STATED PROBLEM: Please format the entries below as a Markdown table with the columns "Row" and "Entry line," numbering each line in order and leaving out blank lines.

═══ INPUT RECORDS ═══

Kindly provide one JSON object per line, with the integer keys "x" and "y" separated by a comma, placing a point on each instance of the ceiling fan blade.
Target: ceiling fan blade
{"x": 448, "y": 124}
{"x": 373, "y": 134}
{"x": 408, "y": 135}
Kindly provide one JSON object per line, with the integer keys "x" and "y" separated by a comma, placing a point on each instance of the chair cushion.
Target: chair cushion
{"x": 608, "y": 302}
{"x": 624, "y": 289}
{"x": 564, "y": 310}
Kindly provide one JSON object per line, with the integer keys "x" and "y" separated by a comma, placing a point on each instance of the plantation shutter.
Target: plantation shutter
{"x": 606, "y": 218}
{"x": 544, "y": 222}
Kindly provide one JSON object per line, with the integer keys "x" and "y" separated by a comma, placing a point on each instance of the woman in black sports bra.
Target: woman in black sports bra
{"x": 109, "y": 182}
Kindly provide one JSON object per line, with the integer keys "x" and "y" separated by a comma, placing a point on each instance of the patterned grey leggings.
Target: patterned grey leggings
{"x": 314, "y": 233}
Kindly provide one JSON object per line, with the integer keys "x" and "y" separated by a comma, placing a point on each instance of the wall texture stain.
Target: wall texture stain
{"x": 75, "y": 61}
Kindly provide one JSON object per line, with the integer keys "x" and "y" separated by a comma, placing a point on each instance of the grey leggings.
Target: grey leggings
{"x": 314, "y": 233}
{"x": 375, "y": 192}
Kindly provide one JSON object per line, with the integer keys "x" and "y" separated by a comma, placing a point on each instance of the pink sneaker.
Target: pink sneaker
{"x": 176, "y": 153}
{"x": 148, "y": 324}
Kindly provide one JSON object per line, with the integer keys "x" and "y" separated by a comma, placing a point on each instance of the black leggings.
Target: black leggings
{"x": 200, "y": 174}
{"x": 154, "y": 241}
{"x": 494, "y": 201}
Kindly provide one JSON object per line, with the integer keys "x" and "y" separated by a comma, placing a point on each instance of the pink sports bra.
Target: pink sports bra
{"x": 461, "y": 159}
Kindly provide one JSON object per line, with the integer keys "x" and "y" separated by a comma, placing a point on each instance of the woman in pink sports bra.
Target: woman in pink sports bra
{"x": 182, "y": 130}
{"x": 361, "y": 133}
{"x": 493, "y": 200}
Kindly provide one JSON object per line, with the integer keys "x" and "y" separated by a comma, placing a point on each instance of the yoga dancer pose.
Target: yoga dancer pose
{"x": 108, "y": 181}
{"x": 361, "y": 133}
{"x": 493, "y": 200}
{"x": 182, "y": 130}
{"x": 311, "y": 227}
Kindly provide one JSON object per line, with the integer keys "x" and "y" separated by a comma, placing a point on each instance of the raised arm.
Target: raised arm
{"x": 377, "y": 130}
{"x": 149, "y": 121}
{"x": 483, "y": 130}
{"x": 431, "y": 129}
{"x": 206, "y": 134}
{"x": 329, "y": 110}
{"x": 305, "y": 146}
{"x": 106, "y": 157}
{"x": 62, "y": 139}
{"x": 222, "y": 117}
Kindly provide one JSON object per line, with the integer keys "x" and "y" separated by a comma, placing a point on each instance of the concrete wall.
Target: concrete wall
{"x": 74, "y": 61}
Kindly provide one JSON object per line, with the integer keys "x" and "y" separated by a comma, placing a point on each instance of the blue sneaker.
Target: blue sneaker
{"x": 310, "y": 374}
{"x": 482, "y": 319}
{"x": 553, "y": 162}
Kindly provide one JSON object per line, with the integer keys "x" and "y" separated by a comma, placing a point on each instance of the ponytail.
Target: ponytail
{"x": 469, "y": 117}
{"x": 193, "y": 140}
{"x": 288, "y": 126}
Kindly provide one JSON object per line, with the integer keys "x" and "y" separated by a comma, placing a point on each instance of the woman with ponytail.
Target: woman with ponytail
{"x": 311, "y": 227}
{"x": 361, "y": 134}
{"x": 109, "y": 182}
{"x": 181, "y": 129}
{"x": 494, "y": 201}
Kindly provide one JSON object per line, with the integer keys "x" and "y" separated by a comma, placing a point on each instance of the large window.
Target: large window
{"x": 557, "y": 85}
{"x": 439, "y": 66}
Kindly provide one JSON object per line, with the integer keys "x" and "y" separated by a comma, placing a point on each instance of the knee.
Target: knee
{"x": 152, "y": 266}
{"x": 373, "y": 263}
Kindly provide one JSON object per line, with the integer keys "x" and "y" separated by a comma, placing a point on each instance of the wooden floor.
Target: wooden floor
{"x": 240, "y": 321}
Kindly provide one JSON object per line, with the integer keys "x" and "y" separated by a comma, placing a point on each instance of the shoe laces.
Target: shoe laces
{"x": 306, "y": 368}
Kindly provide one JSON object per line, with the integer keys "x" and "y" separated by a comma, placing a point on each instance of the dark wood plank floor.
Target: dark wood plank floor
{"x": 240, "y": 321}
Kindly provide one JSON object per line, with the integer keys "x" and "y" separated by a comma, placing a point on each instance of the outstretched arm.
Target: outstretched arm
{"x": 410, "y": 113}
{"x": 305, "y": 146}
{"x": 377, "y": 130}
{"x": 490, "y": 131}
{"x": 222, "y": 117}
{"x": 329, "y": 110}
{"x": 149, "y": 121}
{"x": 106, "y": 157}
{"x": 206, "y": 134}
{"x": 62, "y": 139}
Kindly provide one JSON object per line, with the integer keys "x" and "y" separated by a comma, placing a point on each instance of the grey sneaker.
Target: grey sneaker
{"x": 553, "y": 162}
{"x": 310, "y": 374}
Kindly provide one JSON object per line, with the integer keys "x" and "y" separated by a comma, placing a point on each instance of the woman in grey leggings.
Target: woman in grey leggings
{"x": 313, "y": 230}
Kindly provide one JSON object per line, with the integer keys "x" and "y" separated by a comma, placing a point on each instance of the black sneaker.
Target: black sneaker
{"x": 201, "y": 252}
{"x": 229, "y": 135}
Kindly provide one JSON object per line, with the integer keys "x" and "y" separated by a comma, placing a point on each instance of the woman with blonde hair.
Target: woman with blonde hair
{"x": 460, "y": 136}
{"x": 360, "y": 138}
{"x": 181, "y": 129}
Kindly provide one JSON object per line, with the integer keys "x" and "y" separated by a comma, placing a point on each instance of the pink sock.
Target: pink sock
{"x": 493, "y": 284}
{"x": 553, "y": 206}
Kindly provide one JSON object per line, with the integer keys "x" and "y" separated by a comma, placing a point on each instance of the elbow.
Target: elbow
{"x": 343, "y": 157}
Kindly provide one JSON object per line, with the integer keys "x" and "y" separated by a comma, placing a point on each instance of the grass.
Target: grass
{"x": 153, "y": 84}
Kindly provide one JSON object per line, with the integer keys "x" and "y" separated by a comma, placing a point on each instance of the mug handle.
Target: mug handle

═══

SOLUTION FOR THIS EXERCISE:
| Row | Entry line |
|---|---|
| 1 | Kindly provide one JSON object per line, with the integer keys "x" and "y" separated by a comma, placing a point on each instance of the ceiling fan blade. |
| 2 | Target: ceiling fan blade |
| 3 | {"x": 448, "y": 124} |
| 4 | {"x": 373, "y": 134} |
| 5 | {"x": 408, "y": 135} |
| 6 | Kindly provide one JSON object per line, with the integer keys "x" and "y" separated by a comma, placing a point on each instance of the chair cushion. |
| 7 | Target: chair cushion |
| 8 | {"x": 608, "y": 302} |
| 9 | {"x": 624, "y": 289} |
| 10 | {"x": 564, "y": 310} |
| 11 | Kindly provide one JSON object per line, with the integer keys "x" and "y" separated by a comma, placing a point on each instance of the plantation shutter. |
| 12 | Target: plantation shutter |
| 13 | {"x": 606, "y": 218} |
| 14 | {"x": 544, "y": 222} |
| 15 | Kindly provide one JSON object per line, with the integer keys "x" and "y" separated by a comma, placing a point on each instance of the woman in black sports bra. |
| 16 | Target: woman in black sports bra |
| 17 | {"x": 109, "y": 182} |
| 18 | Kindly provide one JSON object per line, with the integer keys "x" and "y" separated by a comma, placing a point on each instance of the patterned grey leggings. |
| 19 | Target: patterned grey leggings |
| 20 | {"x": 314, "y": 233} |
| 21 | Kindly provide one JSON object per line, with the integer keys "x" and "y" separated by a comma, placing a point on each instance of the wall texture stain. |
| 22 | Target: wall texture stain |
| 23 | {"x": 75, "y": 61} |
| 24 | Kindly provide one JSON object per line, with the integer keys "x" and "y" separated by a comma, placing a point on each instance of the grey leggings. |
| 25 | Target: grey leggings |
| 26 | {"x": 314, "y": 233} |
| 27 | {"x": 375, "y": 192} |
| 28 | Kindly provide one JSON object per line, with the integer keys "x" and "y" separated by a comma, placing a point on each instance of the pink sneaker. |
| 29 | Target: pink sneaker |
| 30 | {"x": 176, "y": 153} |
| 31 | {"x": 148, "y": 324} |
| 32 | Kindly provide one JSON object per line, with the integer keys "x" and "y" separated by a comma, placing a point on each instance of the black leggings. |
| 33 | Target: black leggings |
| 34 | {"x": 200, "y": 174} |
| 35 | {"x": 154, "y": 241} |
| 36 | {"x": 494, "y": 201} |
| 37 | Kindly provide one JSON object per line, with the integer keys "x" and "y" separated by a comma, placing a point on each instance of the pink sports bra. |
| 38 | Target: pink sports bra |
| 39 | {"x": 461, "y": 159} |
| 40 | Kindly provide one JSON object per line, with the integer keys "x" and "y" separated by a comma, placing a point on each instance of the woman in pink sports bra. |
| 41 | Target: woman in pink sports bra |
| 42 | {"x": 182, "y": 130} |
| 43 | {"x": 361, "y": 133} |
| 44 | {"x": 493, "y": 200} |
| 45 | Kindly provide one JSON object per line, with the integer keys "x" and "y" separated by a comma, placing a point on each instance of the yoga dancer pose. |
| 46 | Target: yoga dancer pose |
| 47 | {"x": 108, "y": 181} |
| 48 | {"x": 361, "y": 133} |
| 49 | {"x": 493, "y": 200} |
| 50 | {"x": 182, "y": 130} |
| 51 | {"x": 311, "y": 227} |
| 52 | Kindly provide one JSON object per line, with the integer keys "x" and "y" separated by a comma, placing a point on each instance of the raised arm. |
| 53 | Target: raised arm |
| 54 | {"x": 377, "y": 130} |
| 55 | {"x": 149, "y": 121} |
| 56 | {"x": 483, "y": 130} |
| 57 | {"x": 431, "y": 129} |
| 58 | {"x": 206, "y": 134} |
| 59 | {"x": 329, "y": 110} |
| 60 | {"x": 305, "y": 146} |
| 61 | {"x": 106, "y": 157} |
| 62 | {"x": 62, "y": 139} |
| 63 | {"x": 222, "y": 117} |
| 64 | Kindly provide one JSON object per line, with the integer keys "x" and "y" separated by a comma, placing a point on each instance of the concrete wall. |
| 65 | Target: concrete wall |
| 66 | {"x": 74, "y": 61} |
| 67 | Kindly provide one JSON object per line, with the integer keys "x" and "y" separated by a comma, placing a point on each instance of the blue sneaker. |
| 68 | Target: blue sneaker |
| 69 | {"x": 310, "y": 374} |
| 70 | {"x": 482, "y": 319} |
| 71 | {"x": 553, "y": 162} |
| 72 | Kindly provide one JSON object per line, with the integer keys "x" and "y" separated by a comma, placing a point on each instance of the ponytail. |
| 73 | Target: ponytail |
| 74 | {"x": 469, "y": 117} |
| 75 | {"x": 193, "y": 140} |
| 76 | {"x": 288, "y": 126} |
| 77 | Kindly provide one JSON object per line, with the integer keys "x" and "y" separated by a comma, placing a point on each instance of the woman with ponytail. |
| 78 | Target: woman with ponytail |
| 79 | {"x": 311, "y": 227} |
| 80 | {"x": 361, "y": 134} |
| 81 | {"x": 109, "y": 182} |
| 82 | {"x": 181, "y": 129} |
| 83 | {"x": 494, "y": 201} |
| 84 | Kindly provide one JSON object per line, with the integer keys "x" and "y" separated by a comma, placing a point on each instance of the large window. |
| 85 | Target: large window |
| 86 | {"x": 557, "y": 85} |
| 87 | {"x": 439, "y": 66} |
| 88 | Kindly provide one JSON object per line, with the integer keys "x" and "y" separated by a comma, placing a point on each instance of the knee. |
| 89 | Target: knee |
| 90 | {"x": 152, "y": 266} |
| 91 | {"x": 373, "y": 263} |
| 92 | Kindly provide one JSON object per line, with the integer keys "x" and "y" separated by a comma, placing a point on each instance of the wooden floor. |
| 93 | Target: wooden floor |
| 94 | {"x": 240, "y": 321} |
| 95 | Kindly provide one JSON object per line, with the integer keys "x" and "y" separated by a comma, placing a point on each instance of the shoe laces. |
| 96 | Target: shoe laces |
| 97 | {"x": 306, "y": 368} |
| 98 | Kindly provide one JSON object per line, with the integer keys "x" and "y" separated by a comma, placing a point on each instance of the dark wood plank floor. |
| 99 | Target: dark wood plank floor |
| 100 | {"x": 240, "y": 321} |
| 101 | Kindly provide one JSON object per line, with the integer keys "x" and "y" separated by a comma, placing a point on each instance of the outstretched arm. |
| 102 | Target: outstretched arm |
| 103 | {"x": 410, "y": 113} |
| 104 | {"x": 305, "y": 146} |
| 105 | {"x": 377, "y": 130} |
| 106 | {"x": 490, "y": 131} |
| 107 | {"x": 222, "y": 117} |
| 108 | {"x": 329, "y": 110} |
| 109 | {"x": 149, "y": 121} |
| 110 | {"x": 106, "y": 157} |
| 111 | {"x": 206, "y": 134} |
| 112 | {"x": 62, "y": 139} |
| 113 | Kindly provide one JSON object per line, with the integer keys "x" and "y" separated by a comma, placing a point on each instance of the grey sneaker. |
| 114 | Target: grey sneaker |
| 115 | {"x": 553, "y": 162} |
| 116 | {"x": 310, "y": 374} |
| 117 | Kindly provide one JSON object per line, with the integer keys "x" and "y" separated by a comma, placing a point on each instance of the woman in grey leggings. |
| 118 | Target: woman in grey leggings |
| 119 | {"x": 313, "y": 230} |
| 120 | Kindly provide one JSON object per line, with the integer keys "x" and "y" separated by a comma, placing a point on each instance of the black sneaker. |
| 121 | Target: black sneaker |
| 122 | {"x": 201, "y": 252} |
| 123 | {"x": 229, "y": 135} |
| 124 | Kindly provide one JSON object per line, with the integer keys "x" and "y" separated by a comma, placing a point on each instance of the woman with blonde hair. |
| 125 | Target: woman with blonde hair |
| 126 | {"x": 460, "y": 136} |
| 127 | {"x": 360, "y": 138} |
| 128 | {"x": 181, "y": 129} |
| 129 | Kindly provide one JSON object per line, with the integer keys "x" and "y" separated by a comma, placing a point on each instance of the pink sock. |
| 130 | Target: pink sock |
| 131 | {"x": 493, "y": 284} |
| 132 | {"x": 553, "y": 206} |
| 133 | Kindly provide one JSON object per line, with the integer keys "x" and "y" separated by a comma, placing a point on each instance of the elbow. |
| 134 | Target: elbow |
| 135 | {"x": 343, "y": 157} |
| 136 | Kindly provide one JSON object per line, with the integer keys "x" and "y" separated by a comma, placing a point on each instance of the grass. |
| 137 | Target: grass |
| 138 | {"x": 153, "y": 84} |
| 139 | Kindly provide one JSON object per line, with the integer keys "x" and "y" separated by a comma, placing a point on each instance of the mug handle. |
| 140 | Target: mug handle |